Requirement: Copy out the data exactly, leaving the pictures behind.

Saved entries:
──────

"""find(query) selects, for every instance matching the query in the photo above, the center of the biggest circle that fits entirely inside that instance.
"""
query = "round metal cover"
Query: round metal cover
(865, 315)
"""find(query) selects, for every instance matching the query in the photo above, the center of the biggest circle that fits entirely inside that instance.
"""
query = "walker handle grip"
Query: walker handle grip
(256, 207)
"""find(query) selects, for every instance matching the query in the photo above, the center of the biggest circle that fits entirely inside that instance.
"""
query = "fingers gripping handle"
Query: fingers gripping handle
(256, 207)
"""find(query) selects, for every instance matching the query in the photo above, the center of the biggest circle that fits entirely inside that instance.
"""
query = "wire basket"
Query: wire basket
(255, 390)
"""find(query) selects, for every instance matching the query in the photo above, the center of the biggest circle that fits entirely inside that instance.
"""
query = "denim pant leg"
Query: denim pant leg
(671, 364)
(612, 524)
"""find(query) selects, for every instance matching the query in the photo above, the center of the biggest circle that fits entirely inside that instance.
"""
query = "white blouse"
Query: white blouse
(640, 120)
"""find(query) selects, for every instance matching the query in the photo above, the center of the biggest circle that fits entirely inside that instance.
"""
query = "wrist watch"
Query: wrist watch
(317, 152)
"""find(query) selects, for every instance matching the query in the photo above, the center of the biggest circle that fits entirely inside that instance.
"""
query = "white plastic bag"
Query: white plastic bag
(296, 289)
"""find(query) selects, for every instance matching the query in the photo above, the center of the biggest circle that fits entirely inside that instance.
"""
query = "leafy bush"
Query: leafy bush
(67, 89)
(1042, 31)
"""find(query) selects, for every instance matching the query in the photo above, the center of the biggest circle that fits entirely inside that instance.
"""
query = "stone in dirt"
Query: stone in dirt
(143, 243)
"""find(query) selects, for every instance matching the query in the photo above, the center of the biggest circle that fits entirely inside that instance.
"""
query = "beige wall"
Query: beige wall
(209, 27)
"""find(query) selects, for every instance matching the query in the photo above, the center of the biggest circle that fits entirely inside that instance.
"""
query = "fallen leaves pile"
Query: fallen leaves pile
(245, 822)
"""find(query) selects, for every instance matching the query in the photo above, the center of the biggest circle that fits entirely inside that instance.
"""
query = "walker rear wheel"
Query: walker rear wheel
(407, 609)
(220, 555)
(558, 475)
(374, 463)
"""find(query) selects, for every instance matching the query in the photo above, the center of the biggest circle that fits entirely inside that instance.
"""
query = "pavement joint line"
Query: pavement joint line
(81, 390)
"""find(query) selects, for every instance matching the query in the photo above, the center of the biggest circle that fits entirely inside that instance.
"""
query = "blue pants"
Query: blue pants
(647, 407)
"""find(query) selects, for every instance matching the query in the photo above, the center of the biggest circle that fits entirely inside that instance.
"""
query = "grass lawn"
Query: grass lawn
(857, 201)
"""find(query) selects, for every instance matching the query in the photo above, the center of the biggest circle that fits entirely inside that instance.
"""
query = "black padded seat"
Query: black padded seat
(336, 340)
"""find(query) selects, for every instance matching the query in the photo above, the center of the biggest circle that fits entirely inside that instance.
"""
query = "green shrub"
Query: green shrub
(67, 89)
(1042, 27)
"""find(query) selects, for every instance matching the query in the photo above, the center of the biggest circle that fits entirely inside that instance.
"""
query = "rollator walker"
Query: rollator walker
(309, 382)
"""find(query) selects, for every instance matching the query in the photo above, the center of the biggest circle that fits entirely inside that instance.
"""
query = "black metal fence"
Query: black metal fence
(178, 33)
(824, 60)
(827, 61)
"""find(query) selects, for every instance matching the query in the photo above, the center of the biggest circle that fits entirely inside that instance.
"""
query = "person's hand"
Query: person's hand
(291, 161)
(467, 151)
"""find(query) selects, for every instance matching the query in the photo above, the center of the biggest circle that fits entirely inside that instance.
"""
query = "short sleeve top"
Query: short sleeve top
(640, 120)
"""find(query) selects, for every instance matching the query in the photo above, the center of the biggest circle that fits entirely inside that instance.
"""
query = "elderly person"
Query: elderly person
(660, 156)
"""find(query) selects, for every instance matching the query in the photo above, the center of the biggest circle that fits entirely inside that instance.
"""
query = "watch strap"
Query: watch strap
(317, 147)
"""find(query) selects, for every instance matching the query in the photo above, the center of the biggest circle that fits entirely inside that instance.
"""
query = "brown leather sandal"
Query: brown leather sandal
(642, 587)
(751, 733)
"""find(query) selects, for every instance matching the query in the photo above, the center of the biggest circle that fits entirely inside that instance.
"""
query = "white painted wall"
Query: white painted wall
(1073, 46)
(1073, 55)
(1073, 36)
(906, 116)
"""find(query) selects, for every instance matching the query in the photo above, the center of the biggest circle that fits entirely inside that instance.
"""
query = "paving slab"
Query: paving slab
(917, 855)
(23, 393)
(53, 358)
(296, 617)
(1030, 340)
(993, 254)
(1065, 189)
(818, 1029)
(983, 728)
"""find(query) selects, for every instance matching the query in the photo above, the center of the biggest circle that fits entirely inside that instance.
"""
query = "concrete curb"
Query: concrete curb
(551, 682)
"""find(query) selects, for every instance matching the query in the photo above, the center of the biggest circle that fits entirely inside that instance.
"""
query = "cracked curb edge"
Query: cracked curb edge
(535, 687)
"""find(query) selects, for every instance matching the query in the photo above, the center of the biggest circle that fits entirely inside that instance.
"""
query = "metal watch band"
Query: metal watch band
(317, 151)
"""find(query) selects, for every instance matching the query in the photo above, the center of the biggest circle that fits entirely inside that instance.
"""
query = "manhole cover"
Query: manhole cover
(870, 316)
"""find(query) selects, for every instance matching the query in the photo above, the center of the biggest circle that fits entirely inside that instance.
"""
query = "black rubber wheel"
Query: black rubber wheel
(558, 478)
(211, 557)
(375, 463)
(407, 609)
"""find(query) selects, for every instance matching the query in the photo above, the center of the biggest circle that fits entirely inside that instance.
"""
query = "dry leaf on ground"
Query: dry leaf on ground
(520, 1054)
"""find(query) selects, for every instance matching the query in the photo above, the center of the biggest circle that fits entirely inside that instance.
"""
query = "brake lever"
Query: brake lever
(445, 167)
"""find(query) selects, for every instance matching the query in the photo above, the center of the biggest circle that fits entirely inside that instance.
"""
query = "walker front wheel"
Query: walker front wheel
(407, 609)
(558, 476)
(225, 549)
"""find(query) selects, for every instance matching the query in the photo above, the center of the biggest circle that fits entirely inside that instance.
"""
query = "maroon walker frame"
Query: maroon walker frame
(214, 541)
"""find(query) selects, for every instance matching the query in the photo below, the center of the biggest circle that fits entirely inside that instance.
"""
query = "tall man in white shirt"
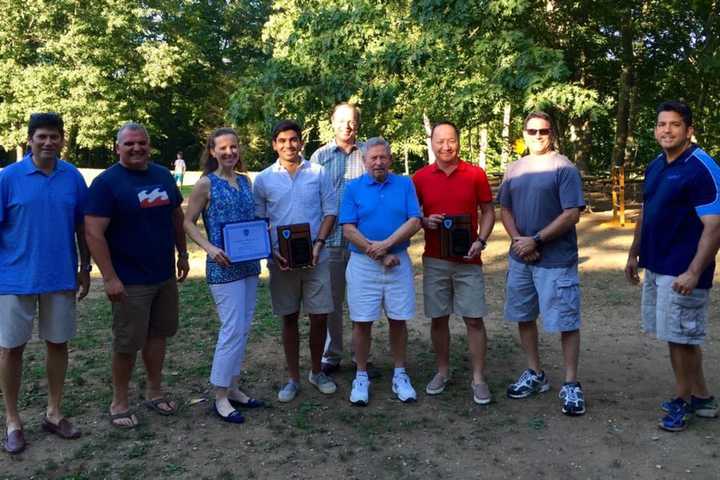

──────

Response area:
"""find(query) selects, for every instance matching the query in the photo above, the center of the biggest circle that fits entirely inside that instance.
"""
query = "round metal cover"
Query: round metal cover
(865, 315)
"""find(query) selects, for every instance matching the query in the photo above, the center of the biggest circle that fits entirely inside that instance.
"""
query = "walker handle grip"
Query: walker handle grip
(256, 207)
"""find(query) selects, for every instance matching the query in the photo above, the center of the biggest circle that fits entirely inside that instance.
"""
query = "fingers gripping handle"
Query: fingers gripping handle
(256, 207)
"""find(query) selects, for every instance matching the query in the photo above, the center of the biggest circle that fits entirely inside that instance.
"""
query = "wire basket"
Query: wire basket
(255, 390)
"""find(query) selects, for every instance matching the query in the photo above, the center of the biggest circle that fits entirely inside that instance.
"""
query = "denim pant leg"
Query: denim pant leg
(671, 364)
(612, 524)
"""find(query) selects, for every instance matching the query in the photo above, the center of the biggest circle that fits entirely inside that instance.
"""
query = "white blouse"
Query: white blouse
(640, 120)
"""find(query) selects, for every instance matching the query in the photo above, the center of the biggest circle that fits entirely inside that instance.
"""
query = "wrist watch"
Query: wrist watch
(317, 152)
"""find(query) selects, for every instance matching the query in the photo above, the center of the biggest circle that fits entirely inside that instance.
"""
query = "white plastic bag"
Query: white plastic bag
(296, 289)
"""find(query) selects, for every instance matching the query in the photo above, the center of the biggest circle that fits entirely inside that instance.
"""
query = "leafy bush"
Query: leafy bush
(67, 89)
(1042, 31)
"""find(query) selects, for every instance matching the query in the photo above, the center of the biggest circle that fits entirely inside that instance.
"""
query = "stone in dirt"
Query: stone in dirt
(143, 243)
"""find(query) selects, for every instance matching the query in the photo above, the center of the biggest circle that fits entirely inside that instance.
"""
query = "beige wall"
Query: beige wall
(209, 27)
"""find(query) selects, for every instance matching the query in the photo above, the center of the biggest circle that fits entirely inside that instance.
"""
query = "fallen leaves pile"
Query: fallen leaves pile
(245, 822)
"""find(query) selects, for every instance matching the query in the photo above, the center of the biggest circle that fits entirely inside that instance.
"""
query = "walker rear wheel"
Query: walker rear wheel
(407, 609)
(220, 555)
(558, 475)
(374, 463)
"""find(query) selects, for every instance matching the query in the photo above, the center of the biggest circle that fits entirely inside that instance.
"""
query = "pavement joint line"
Query: pavement joint line
(81, 390)
"""find(query) selects, for every instance matching the query in the photo above, the center of the biggest circle that fits entirely inside that instance.
"""
query = "blue pants"
Query: blue pants
(647, 407)
"""find(query) selects, for every instance matching the query in the photo above, the center of the biggest circle that fits entirely inside that instance.
"""
query = "grass lawn"
Query: grass lawn
(857, 201)
"""find(query) selects, for every instance matching the query in the photo above, the center of the biggest circle that fits entirely inside that instance.
"""
query = "black padded seat"
Query: black padded seat
(336, 340)
"""find(query) selects, for every instance matching the query in the photo above, the center of the biggest circle that fits entirely inside that instance.
"""
query = "green shrub"
Query: green shrub
(67, 89)
(1042, 27)
"""find(query) selects, for every instance matching the query in the photo above, the center of the biggest circle that fits entirely inside that instance.
"""
query = "rollator walker"
Query: rollator walker
(309, 382)
"""find(query) selects, for every instance matching the query in the photo above, the center of the biggest circle that fits entirely inside that instance.
"""
query = "black metal fence"
Query: black metal fence
(178, 33)
(824, 60)
(827, 61)
"""find(query) selects, for every instance matching the query in the photo above, the center of the biggest circle that fits entirely inside that instance.
"""
query = "person's hand"
Query: person's hand
(291, 161)
(467, 151)
"""find(query) selects, for every instance matching the query in the photo above, the center of the biggest circle that fits entirely inside that instance.
"""
query = "short sleeve top"
Query: short sleeve top
(640, 120)
"""find(query) selects, for every instance matching the query in the photo above, the center of the biggest circle that fits entirely inside that instance.
"""
query = "elderly person"
Query: elderly person
(660, 156)
"""find(query) selects, for every instance matching the query in the photo above, the center of the biggest circle that fits entirely inside that instance.
"""
query = "watch strap"
Query: watch strap
(317, 147)
"""find(query) selects, for every instance matching the query in the photo above, the center of the biggest circle that fits entirely inside that instance.
"""
query = "brown leather sandal"
Query: brown leather sandal
(642, 587)
(751, 733)
"""find(query) selects, for every instance matching the query in the photo above, the center of the biggest circle that fits entirely inside that instance.
"""
query = "white painted wall"
Query: white painted wall
(1073, 46)
(1073, 55)
(1073, 36)
(906, 116)
"""find(query) selects, for every instance matching the query in the photo above, the center of the biggest circle that fits entirely inside that instance.
"""
query = "paving slab"
Query: paving slab
(917, 855)
(23, 393)
(53, 358)
(296, 617)
(1030, 340)
(993, 254)
(1065, 189)
(818, 1029)
(983, 728)
"""find(query) selects, for every instance matching the query in the photo above, the center of the biggest circle that fits entirely inside that instance.
"""
query = "concrete curb"
Query: concrete curb
(551, 682)
"""find(query) selects, for every instance matching the query in the photo above, the center of the biggest circle that fits entirely inside that instance.
"""
query = "cracked curb edge"
Query: cracked curb edge
(535, 687)
"""find(query) selects, for every instance matching the query in the photo above, the center of the biggest circle that fits entirely inside that instance.
"""
query = "metal watch band"
Query: metal watch band
(317, 151)
"""find(query) selects, for every instance matching the query in the photo above, the center of the biggest circle that fits entirely inside that instance.
"""
query = "manhole cover"
Query: manhole cover
(870, 316)
"""find(query) selects, for every instance matching the query in the photo above, the center of the biggest circle that fits entirely inside that instance.
"""
query = "black rubber wheel"
Query: black rubber wheel
(558, 478)
(211, 557)
(375, 463)
(407, 609)
"""find(query) selects, for every instance matching the query in the photo above, the center of the biggest circle that fits entirely inside that instance.
"""
query = "dry leaf on ground"
Query: dry leaf on ground
(520, 1054)
"""find(query) selects, for every instance matching the query in the photo above, the center of the biggest circle that fits entirely inside that instance.
"""
query = "brake lever"
Query: brake lever
(445, 167)
"""find(query) selects, for every instance matching the query in the photo above, the center of the biggest circle that fits entirely inside that instance.
"""
query = "walker front wheel"
Query: walker front wheel
(407, 609)
(558, 476)
(225, 549)
"""find(query) selects, for every instance matching the query in the photo above, the center of the biggest circle that fits entirely inside that instance.
"""
query = "maroon walker frame"
Query: maroon walker frame
(214, 541)
"""find(query) selects, for every instance matching the query in the photo below, the center of the biggest circle that fits entirely inside that instance.
"""
query = "tall man in white shirt"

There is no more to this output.